◆ **GIVEN INSTRUCTION**
Convert every line of the rows below into a JSON list of strings, one string per line, skipping blank lines and leaving out the pictures.

◆ **INFORMATION SHOWN**

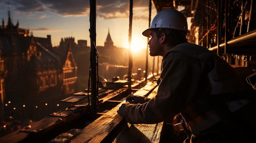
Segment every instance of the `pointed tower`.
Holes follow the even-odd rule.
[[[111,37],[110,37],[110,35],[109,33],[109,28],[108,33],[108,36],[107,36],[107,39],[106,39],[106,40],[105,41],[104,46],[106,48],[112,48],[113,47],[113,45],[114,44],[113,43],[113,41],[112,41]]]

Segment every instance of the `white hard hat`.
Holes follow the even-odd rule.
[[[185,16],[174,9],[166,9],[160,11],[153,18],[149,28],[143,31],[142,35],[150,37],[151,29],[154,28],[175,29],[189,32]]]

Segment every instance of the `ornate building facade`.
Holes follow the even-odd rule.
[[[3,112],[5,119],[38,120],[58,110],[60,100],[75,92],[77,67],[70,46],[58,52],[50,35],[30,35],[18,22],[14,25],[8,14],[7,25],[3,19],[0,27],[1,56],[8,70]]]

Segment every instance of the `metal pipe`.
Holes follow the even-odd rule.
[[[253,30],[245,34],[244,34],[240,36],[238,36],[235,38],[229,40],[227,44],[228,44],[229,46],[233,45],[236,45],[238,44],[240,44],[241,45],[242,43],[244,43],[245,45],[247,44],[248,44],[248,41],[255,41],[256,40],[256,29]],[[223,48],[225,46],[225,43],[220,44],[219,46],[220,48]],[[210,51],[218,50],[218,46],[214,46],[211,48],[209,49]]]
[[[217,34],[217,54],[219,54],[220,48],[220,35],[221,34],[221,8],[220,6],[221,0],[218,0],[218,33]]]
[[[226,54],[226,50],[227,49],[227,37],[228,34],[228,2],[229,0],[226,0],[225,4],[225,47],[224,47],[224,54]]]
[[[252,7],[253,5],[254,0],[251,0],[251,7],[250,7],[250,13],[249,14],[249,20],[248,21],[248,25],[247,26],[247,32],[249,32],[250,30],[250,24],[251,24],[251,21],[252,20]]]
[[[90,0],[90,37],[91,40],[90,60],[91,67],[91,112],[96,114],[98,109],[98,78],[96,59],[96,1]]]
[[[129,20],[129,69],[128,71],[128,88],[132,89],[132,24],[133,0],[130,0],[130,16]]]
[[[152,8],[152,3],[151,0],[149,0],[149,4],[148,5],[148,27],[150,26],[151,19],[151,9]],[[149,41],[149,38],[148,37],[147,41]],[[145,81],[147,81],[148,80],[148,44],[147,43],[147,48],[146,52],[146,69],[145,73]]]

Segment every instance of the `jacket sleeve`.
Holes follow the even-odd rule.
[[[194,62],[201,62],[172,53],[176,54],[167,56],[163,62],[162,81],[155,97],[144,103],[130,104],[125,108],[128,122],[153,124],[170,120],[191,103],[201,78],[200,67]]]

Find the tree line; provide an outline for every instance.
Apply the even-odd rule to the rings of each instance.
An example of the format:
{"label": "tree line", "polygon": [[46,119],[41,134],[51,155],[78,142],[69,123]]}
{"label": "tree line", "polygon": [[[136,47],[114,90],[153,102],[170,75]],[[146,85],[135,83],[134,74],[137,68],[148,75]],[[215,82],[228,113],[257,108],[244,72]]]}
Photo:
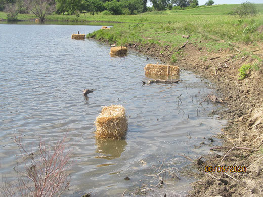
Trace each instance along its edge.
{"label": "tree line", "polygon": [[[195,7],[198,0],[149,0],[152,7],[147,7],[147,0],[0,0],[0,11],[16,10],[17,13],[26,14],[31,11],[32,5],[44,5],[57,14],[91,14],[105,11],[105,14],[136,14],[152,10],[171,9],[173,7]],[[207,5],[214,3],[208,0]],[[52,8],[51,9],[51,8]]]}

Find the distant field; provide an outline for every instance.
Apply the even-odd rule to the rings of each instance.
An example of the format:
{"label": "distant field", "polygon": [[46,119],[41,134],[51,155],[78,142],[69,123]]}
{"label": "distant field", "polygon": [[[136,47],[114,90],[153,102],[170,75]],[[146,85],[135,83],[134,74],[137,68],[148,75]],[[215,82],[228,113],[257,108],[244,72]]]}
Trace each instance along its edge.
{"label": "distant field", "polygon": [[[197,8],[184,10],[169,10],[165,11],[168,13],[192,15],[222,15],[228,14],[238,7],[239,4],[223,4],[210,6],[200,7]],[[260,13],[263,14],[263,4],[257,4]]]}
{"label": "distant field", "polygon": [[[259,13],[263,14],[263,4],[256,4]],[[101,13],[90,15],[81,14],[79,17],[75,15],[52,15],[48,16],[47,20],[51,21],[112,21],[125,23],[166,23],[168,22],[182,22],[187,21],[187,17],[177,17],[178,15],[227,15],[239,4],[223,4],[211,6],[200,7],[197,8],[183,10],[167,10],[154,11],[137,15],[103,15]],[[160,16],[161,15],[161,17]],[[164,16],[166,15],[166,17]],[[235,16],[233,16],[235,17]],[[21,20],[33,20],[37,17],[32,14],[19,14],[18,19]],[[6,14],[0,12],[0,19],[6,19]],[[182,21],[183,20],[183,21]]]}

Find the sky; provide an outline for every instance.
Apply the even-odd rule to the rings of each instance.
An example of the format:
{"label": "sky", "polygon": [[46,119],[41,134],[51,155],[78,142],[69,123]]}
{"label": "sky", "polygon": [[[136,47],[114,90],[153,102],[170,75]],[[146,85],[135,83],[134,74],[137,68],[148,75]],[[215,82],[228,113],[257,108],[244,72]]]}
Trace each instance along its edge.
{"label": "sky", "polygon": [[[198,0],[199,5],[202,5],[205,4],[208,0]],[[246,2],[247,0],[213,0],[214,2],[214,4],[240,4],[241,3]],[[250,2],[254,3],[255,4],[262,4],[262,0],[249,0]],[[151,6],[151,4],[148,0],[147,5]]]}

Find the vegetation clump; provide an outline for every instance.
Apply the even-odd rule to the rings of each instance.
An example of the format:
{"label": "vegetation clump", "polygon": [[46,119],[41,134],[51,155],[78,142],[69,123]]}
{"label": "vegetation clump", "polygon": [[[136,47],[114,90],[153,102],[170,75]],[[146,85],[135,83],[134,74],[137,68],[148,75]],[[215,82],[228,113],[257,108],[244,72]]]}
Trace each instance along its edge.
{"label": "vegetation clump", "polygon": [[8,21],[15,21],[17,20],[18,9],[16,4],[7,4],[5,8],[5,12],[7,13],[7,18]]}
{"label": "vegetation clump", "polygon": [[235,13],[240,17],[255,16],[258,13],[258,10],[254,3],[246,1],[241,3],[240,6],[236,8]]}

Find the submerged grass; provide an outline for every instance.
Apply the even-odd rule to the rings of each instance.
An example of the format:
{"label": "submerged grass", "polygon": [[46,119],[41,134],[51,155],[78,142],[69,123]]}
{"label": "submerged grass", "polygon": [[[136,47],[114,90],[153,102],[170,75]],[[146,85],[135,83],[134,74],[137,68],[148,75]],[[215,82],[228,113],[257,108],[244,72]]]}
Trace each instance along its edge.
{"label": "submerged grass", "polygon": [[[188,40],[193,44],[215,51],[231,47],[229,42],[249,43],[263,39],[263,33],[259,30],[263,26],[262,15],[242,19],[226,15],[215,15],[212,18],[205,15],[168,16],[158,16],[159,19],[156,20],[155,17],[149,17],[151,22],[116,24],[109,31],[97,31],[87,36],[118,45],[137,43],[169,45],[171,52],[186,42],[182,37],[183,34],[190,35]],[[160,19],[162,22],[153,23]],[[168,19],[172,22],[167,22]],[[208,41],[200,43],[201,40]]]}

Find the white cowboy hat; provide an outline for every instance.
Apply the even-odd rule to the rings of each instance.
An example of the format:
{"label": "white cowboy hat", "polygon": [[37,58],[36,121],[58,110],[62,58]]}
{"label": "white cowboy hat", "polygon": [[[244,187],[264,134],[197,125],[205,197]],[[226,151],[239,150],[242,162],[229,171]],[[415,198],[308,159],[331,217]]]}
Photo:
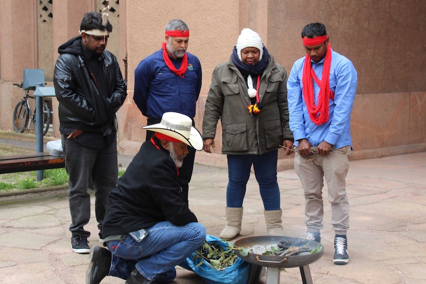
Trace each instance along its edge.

◆ **RESULT OF THIS TASK**
[
  "Segment every instance of the `pointed tower`.",
  "Holes follow the even-odd rule.",
  "[[[111,37],[110,37],[110,35],[109,33],[109,28],[108,33],[108,36],[107,36],[107,39],[106,39],[106,40],[105,41],[104,46],[106,48],[112,48],[113,47],[113,45],[114,44],[113,43],[113,41],[112,41]]]",
  "Segment every instance of the `white hard hat`.",
  "Holes follow the even-odd rule.",
  "[[[185,16],[174,9],[166,9],[160,11],[153,18],[149,28],[143,31],[142,35],[150,37],[151,29],[154,28],[175,29],[189,32]]]",
  "Segment every instance of the `ornate building facade`.",
  "Holes follow the even-odd rule.",
  "[[[3,112],[5,119],[38,120],[58,110],[60,100],[75,92],[77,67],[70,46],[58,52],[50,35],[30,35],[18,22],[14,25],[8,14],[7,25],[3,19],[0,27],[1,56],[8,70]]]",
  "Segment every instance of the `metal pipe`.",
  "Holes follow the even-odd rule.",
  "[[[253,30],[245,34],[244,34],[240,36],[238,36],[235,38],[229,40],[227,44],[228,44],[229,46],[233,45],[236,45],[238,44],[240,44],[241,45],[242,43],[244,43],[245,45],[247,44],[248,44],[248,41],[255,41],[256,40],[256,29]],[[223,48],[225,46],[225,43],[220,44],[219,46],[220,48]],[[210,51],[218,50],[218,46],[214,46],[211,48],[209,49]]]",
  "[[[217,34],[217,54],[219,54],[220,48],[220,35],[221,34],[221,8],[220,6],[221,0],[218,0],[218,33]]]",
  "[[[226,54],[226,50],[227,49],[227,37],[228,34],[228,2],[229,0],[226,0],[225,4],[225,47],[224,47],[224,54]]]",
  "[[[252,7],[253,5],[254,0],[251,0],[251,7],[250,7],[250,13],[249,14],[249,20],[248,21],[248,25],[247,26],[247,32],[249,32],[250,30],[250,24],[251,24],[251,21],[252,20]]]",
  "[[[90,0],[90,37],[91,40],[90,60],[91,67],[91,112],[96,114],[98,109],[98,78],[96,59],[96,1]]]",
  "[[[129,20],[129,69],[128,71],[128,88],[132,89],[132,24],[133,0],[130,0],[130,16]]]",
  "[[[152,8],[152,3],[151,0],[149,0],[149,4],[148,5],[148,27],[150,26],[151,19],[151,9]],[[149,41],[149,38],[148,37],[147,41]],[[145,81],[147,81],[148,80],[148,44],[147,43],[147,48],[146,52],[146,69],[145,73]]]",
  "Segment every instance of the `jacket sleeve`.",
  "Holes follow the even-odd rule.",
  "[[[194,62],[201,62],[172,53],[176,54],[167,56],[163,62],[162,81],[155,97],[144,103],[130,104],[125,108],[128,122],[153,124],[170,120],[191,103],[201,78],[200,67]]]",
  "Find the tree line; provide an outline for every instance.",
  "Apply the even-odd rule to the rings of each instance.",
  "An example of the format:",
  "{\"label\": \"tree line\", \"polygon\": [[46,119],[41,134],[51,155],[78,142],[69,123]]}",
  "{\"label\": \"tree line\", \"polygon\": [[[136,47],[114,90],[153,102],[170,75]],[[146,85],[135,83],[134,74],[137,68],[148,75]],[[215,82],[228,113],[257,108],[244,72]]]}",
  "Photo:",
  "Trace each instance along its edge.",
  "{\"label\": \"tree line\", \"polygon\": [[[195,7],[198,0],[149,0],[152,7],[147,7],[147,0],[0,0],[0,11],[16,10],[17,13],[26,14],[31,11],[32,5],[44,5],[57,14],[91,14],[105,11],[105,14],[136,14],[152,10],[171,9],[173,7]],[[207,5],[214,3],[208,0]],[[52,8],[51,9],[51,8]]]}",
  "Find the distant field; provide an outline for every instance.",
  "Apply the even-odd rule to the rings of each instance.",
  "An example of the format:",
  "{\"label\": \"distant field\", \"polygon\": [[46,119],[41,134],[51,155],[78,142],[69,123]]}",
  "{\"label\": \"distant field\", \"polygon\": [[[136,47],[114,90],[153,102],[170,75]],[[146,85],[135,83],[134,74],[137,68],[148,75]],[[215,82],[228,113],[257,108],[244,72]]]}",
  "Trace each instance along its edge.",
  "{\"label\": \"distant field\", \"polygon\": [[[197,8],[184,10],[169,10],[165,11],[168,13],[192,15],[222,15],[228,14],[238,7],[239,4],[223,4],[210,6],[200,7]],[[260,13],[263,14],[263,4],[257,4]]]}",
  "{\"label\": \"distant field\", \"polygon\": [[[259,13],[263,14],[263,4],[256,4]],[[101,13],[90,15],[81,14],[79,17],[75,15],[52,15],[48,16],[47,20],[51,21],[112,21],[125,23],[166,23],[168,22],[182,22],[187,21],[187,17],[177,17],[178,15],[227,15],[239,4],[223,4],[211,6],[200,7],[197,8],[183,10],[167,10],[154,11],[137,15],[103,15]],[[160,16],[161,15],[161,17]],[[164,16],[166,15],[166,17]],[[235,16],[233,16],[235,17]],[[21,20],[33,20],[37,17],[32,14],[19,14],[18,19]],[[6,14],[0,12],[0,19],[6,19]],[[182,21],[183,20],[183,21]]]}",
  "Find the sky; provide an outline for every instance.",
  "Apply the even-odd rule to the rings of each instance.",
  "An example of the format:",
  "{\"label\": \"sky\", \"polygon\": [[46,119],[41,134],[51,155],[78,142],[69,123]]}",
  "{\"label\": \"sky\", \"polygon\": [[[136,47],[114,90],[153,102],[170,75]],[[146,85],[135,83],[134,74],[137,68],[148,75]],[[215,82],[228,113],[257,108],[244,72]]]}",
  "Trace each instance along its edge.",
  "{\"label\": \"sky\", \"polygon\": [[[198,0],[199,5],[202,5],[205,4],[208,0]],[[246,2],[247,0],[213,0],[214,2],[214,4],[240,4],[241,3]],[[250,2],[254,3],[255,4],[262,4],[262,0],[249,0]],[[151,6],[151,4],[148,0],[147,5]]]}",
  "Find the vegetation clump; provide an outline for every instance.",
  "Apply the even-odd rule to the rings of each instance.",
  "An example of the format:",
  "{\"label\": \"vegetation clump\", \"polygon\": [[46,119],[41,134],[51,155],[78,142],[69,123]]}",
  "{\"label\": \"vegetation clump\", \"polygon\": [[[136,47],[114,90],[153,102],[170,75]],[[146,85],[135,83],[134,74],[137,68],[148,75]],[[215,82],[228,113],[257,108],[244,72]]]}",
  "Trace each instance along its edge.",
  "{\"label\": \"vegetation clump\", \"polygon\": [[8,21],[15,21],[17,20],[18,9],[16,4],[7,4],[5,8],[5,12],[7,13],[7,18]]}",
  "{\"label\": \"vegetation clump\", \"polygon\": [[235,13],[240,17],[255,16],[258,13],[258,10],[254,3],[246,1],[241,3],[240,6],[236,8]]}",
  "Find the submerged grass; provide an outline for every instance.",
  "Apply the even-odd rule to the rings of each instance.",
  "An example of the format:",
  "{\"label\": \"submerged grass\", \"polygon\": [[46,119],[41,134],[51,155],[78,142],[69,123]]}",
  "{\"label\": \"submerged grass\", \"polygon\": [[[136,47],[114,90],[153,102],[170,75]],[[146,85],[135,83],[134,74],[137,68],[148,75]],[[215,82],[228,113],[257,108],[244,72]]]}",
  "Trace each instance along its edge.",
  "{\"label\": \"submerged grass\", \"polygon\": [[[188,40],[193,44],[215,51],[231,47],[229,42],[249,43],[263,39],[263,33],[259,30],[263,26],[262,15],[242,19],[226,15],[215,15],[212,18],[205,15],[168,16],[158,16],[159,19],[156,20],[155,17],[149,17],[151,22],[116,24],[109,31],[97,31],[87,36],[118,45],[137,43],[169,45],[171,52],[186,42],[182,37],[183,34],[190,35]],[[160,19],[162,22],[153,23]],[[168,19],[172,22],[167,22]],[[208,41],[200,43],[201,40]]]}",
  "Find the white cowboy hat; provide an outline for every instance.",
  "Apply the even-odd rule to the rings of each instance.",
  "An example of the format:",
  "{\"label\": \"white cowboy hat\", \"polygon\": [[37,58],[36,121],[58,110],[62,58]]}",
  "{\"label\": \"white cowboy hat\", \"polygon\": [[[244,187],[264,134],[197,125],[205,197]],[[226,151],[239,150],[242,162],[229,171]],[[415,198],[308,159],[331,217]]]}",
  "Photo:",
  "Trace each instance along its edge."
]